### Material for this exercise:
--
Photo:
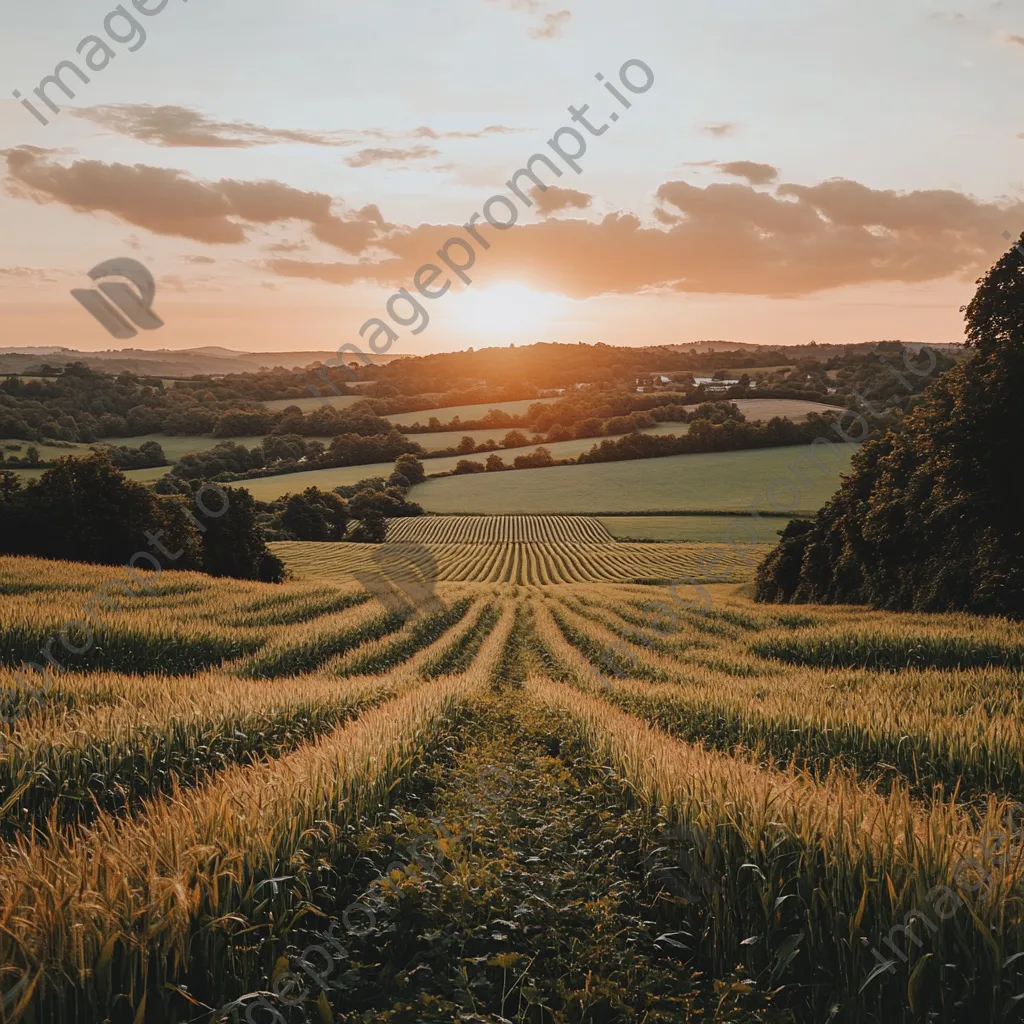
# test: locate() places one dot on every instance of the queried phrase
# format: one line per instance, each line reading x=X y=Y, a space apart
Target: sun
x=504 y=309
--
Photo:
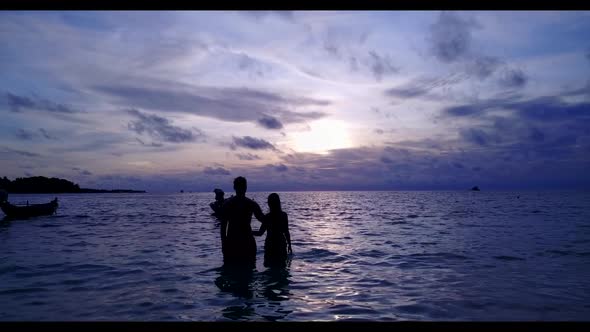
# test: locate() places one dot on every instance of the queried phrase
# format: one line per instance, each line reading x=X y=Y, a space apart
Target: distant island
--
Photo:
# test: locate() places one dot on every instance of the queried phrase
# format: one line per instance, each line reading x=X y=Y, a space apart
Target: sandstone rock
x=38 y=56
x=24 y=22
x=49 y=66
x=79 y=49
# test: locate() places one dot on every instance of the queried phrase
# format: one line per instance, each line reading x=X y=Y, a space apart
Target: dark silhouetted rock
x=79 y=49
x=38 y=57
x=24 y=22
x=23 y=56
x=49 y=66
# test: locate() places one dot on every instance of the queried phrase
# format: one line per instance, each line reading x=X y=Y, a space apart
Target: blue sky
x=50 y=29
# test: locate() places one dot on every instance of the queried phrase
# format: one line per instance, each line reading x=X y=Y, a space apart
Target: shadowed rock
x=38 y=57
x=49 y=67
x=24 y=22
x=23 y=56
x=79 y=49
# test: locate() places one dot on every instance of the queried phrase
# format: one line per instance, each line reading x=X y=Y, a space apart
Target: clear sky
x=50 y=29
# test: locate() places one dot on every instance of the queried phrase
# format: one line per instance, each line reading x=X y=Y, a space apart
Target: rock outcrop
--
### Try it:
Within the listing above, the range opens at the line with "Target: shadowed rock" and closes at the line with "Target: rock outcrop". Reproduce exactly the lines of that range, including both ends.

### Task response:
Target: shadowed rock
x=38 y=57
x=49 y=67
x=24 y=22
x=23 y=56
x=79 y=49
# test: locate() places one dot on every instance of the queried phrase
# format: one line per instance, each line reading x=X y=Y, a space apart
Target: clear sky
x=50 y=29
# test: locate() places one dot on every instance of the queried phrase
# format: one line per instance, each line reading x=X y=Y, a space apart
Target: rock outcrop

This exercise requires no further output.